Provided records >>
***

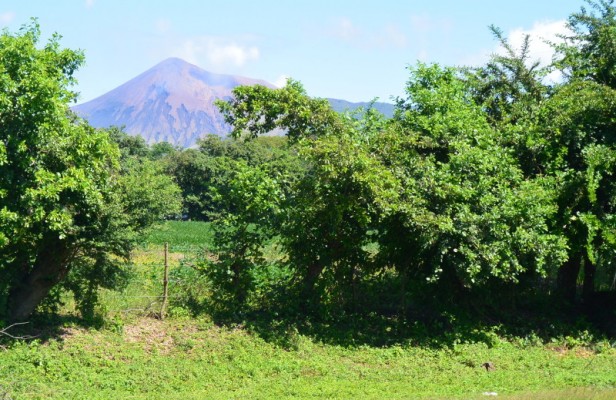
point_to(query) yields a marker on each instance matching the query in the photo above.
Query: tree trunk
(50, 267)
(567, 278)
(588, 287)
(308, 296)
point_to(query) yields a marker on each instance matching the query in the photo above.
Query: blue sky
(353, 50)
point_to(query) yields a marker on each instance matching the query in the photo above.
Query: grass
(146, 358)
(136, 356)
(182, 236)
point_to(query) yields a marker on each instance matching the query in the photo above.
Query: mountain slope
(174, 102)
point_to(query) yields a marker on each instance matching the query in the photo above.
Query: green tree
(64, 207)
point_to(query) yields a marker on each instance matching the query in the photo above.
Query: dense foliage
(489, 187)
(68, 212)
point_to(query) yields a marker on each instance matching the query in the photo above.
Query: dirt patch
(152, 333)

***

Directions >>
In the answer, include exactly the lines from the line containing "Query: green tree" through the end of the data, and nothing else.

Exercise solution >>
Query: green tree
(64, 207)
point_to(query) yields a marker on each instance matching the query in the photo above.
Query: dense foliage
(489, 187)
(68, 212)
point_to(query) yields a marker on each instance matching the query in the photo above.
Query: dirt patch
(152, 333)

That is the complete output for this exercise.